## YOUR INSTRUCTIONS
Give the number of lines in the data that contain "below", and nothing more.
** DATA RECORDS follows **
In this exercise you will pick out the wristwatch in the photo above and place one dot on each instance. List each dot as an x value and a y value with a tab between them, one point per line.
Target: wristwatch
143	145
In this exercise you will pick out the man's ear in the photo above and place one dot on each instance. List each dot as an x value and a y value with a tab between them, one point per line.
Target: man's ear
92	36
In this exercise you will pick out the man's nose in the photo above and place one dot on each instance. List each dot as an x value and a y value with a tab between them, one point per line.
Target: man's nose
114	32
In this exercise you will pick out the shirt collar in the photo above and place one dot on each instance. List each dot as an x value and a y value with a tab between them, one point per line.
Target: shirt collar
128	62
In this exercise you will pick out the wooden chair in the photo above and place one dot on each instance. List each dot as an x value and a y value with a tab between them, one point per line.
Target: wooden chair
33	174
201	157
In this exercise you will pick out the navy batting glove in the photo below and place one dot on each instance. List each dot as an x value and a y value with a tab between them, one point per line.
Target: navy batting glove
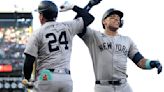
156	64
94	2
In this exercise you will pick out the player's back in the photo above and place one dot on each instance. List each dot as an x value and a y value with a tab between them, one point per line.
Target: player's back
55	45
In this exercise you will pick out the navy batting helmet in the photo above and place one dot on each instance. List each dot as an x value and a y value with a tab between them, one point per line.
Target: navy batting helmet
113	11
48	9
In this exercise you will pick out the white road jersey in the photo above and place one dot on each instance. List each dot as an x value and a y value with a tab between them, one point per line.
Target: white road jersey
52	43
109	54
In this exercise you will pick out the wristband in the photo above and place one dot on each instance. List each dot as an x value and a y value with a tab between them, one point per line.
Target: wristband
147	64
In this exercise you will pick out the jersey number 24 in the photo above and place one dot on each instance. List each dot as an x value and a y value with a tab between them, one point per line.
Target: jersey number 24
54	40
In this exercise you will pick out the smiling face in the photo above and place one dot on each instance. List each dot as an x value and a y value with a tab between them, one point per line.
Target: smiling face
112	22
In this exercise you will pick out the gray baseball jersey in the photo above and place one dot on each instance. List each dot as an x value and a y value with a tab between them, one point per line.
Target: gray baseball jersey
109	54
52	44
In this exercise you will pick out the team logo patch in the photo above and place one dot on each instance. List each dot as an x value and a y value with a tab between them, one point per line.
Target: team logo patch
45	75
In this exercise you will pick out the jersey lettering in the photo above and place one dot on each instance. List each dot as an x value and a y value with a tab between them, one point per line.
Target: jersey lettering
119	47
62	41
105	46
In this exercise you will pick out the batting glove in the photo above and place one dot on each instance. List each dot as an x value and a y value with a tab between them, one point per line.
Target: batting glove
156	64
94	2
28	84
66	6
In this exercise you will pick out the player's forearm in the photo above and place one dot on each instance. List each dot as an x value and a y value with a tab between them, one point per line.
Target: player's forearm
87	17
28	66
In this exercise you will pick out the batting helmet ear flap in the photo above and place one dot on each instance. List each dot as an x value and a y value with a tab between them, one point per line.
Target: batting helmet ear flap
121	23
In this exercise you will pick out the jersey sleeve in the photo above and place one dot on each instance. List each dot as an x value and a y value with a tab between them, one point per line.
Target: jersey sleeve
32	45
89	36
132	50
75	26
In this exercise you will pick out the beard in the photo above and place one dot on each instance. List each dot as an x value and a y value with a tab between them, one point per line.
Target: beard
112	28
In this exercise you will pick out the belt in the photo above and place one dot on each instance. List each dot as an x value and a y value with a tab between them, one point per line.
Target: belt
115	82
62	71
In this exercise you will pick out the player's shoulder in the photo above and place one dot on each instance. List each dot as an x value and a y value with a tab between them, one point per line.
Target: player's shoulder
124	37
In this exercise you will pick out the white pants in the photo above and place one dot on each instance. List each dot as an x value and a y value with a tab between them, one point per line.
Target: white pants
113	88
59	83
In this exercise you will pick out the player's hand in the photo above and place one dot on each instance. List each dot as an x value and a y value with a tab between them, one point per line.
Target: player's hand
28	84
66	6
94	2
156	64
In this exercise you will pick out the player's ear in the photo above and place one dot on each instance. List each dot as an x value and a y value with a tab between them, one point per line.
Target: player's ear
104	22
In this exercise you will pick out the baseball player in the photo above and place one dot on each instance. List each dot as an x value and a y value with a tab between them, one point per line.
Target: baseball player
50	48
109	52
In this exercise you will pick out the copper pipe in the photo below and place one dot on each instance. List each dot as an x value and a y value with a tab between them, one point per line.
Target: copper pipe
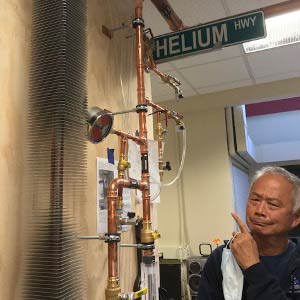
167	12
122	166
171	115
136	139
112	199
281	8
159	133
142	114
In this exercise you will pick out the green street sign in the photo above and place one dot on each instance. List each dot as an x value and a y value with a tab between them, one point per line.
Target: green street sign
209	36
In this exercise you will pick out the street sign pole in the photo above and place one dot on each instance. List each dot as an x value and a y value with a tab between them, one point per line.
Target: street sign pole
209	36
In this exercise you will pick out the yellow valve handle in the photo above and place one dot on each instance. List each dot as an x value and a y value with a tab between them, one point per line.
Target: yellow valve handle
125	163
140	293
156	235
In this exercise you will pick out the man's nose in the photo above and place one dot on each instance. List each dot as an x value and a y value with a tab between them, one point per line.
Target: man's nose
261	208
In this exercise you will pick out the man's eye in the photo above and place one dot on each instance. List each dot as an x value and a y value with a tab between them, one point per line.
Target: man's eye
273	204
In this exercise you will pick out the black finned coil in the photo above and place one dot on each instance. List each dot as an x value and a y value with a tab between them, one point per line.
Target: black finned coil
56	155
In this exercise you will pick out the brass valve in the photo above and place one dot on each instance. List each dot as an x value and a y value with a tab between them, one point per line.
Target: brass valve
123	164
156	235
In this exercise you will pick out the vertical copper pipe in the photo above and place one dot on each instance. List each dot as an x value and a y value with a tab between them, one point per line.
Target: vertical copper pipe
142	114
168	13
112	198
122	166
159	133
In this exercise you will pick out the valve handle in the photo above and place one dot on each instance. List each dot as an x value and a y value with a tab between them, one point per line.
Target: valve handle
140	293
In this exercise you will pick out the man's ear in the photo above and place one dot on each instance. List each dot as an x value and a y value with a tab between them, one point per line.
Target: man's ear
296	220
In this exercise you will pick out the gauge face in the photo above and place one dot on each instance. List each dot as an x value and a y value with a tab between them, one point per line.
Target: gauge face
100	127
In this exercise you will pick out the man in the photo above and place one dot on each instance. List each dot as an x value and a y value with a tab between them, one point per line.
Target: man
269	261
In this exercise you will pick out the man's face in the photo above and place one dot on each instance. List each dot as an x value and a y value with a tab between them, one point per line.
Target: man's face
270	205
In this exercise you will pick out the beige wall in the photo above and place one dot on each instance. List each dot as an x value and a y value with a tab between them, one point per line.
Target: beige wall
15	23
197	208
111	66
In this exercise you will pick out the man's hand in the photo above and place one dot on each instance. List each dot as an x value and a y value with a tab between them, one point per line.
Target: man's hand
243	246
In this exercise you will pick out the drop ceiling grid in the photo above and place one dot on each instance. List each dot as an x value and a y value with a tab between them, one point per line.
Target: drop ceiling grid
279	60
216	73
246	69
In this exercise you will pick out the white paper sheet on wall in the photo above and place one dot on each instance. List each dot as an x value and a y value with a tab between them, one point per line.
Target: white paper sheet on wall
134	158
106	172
** End of DATA RECORDS **
** DATA RECORDS follows **
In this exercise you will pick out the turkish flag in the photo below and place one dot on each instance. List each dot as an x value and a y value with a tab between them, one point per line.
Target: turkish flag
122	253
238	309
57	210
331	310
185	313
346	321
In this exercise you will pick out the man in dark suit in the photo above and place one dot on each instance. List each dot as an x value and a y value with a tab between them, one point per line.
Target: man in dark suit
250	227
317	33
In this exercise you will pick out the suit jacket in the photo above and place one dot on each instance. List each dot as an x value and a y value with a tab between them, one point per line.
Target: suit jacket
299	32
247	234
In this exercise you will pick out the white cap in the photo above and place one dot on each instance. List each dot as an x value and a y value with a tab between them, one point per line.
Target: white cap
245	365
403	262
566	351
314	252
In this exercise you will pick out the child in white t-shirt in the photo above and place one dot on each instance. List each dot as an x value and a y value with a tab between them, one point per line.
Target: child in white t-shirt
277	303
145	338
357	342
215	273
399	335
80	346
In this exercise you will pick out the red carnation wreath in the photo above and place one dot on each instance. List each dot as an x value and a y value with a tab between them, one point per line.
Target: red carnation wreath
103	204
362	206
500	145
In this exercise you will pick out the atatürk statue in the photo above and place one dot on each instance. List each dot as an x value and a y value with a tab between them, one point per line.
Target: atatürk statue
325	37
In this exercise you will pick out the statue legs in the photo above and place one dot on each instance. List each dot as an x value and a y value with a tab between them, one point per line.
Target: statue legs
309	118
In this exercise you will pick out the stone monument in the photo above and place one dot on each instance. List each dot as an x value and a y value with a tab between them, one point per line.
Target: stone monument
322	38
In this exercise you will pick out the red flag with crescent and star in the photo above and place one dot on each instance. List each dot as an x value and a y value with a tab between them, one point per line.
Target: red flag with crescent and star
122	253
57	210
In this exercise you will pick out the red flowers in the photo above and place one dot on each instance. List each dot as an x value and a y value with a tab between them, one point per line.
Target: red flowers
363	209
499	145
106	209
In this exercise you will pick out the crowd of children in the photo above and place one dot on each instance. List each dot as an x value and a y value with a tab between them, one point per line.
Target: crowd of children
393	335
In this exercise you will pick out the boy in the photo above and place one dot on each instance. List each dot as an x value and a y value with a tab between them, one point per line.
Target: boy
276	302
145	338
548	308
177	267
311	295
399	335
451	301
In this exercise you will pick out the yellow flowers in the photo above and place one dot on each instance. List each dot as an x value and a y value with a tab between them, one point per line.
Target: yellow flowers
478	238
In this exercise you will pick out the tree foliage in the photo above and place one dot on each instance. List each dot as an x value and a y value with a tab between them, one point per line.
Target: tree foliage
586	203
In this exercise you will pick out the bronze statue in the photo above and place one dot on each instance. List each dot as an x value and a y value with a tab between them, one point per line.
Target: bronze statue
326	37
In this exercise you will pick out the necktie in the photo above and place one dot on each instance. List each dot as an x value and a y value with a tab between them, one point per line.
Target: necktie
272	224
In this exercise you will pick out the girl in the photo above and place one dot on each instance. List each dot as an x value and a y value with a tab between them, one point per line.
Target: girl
** End of DATA RECORDS **
## WRITTEN REPLY
3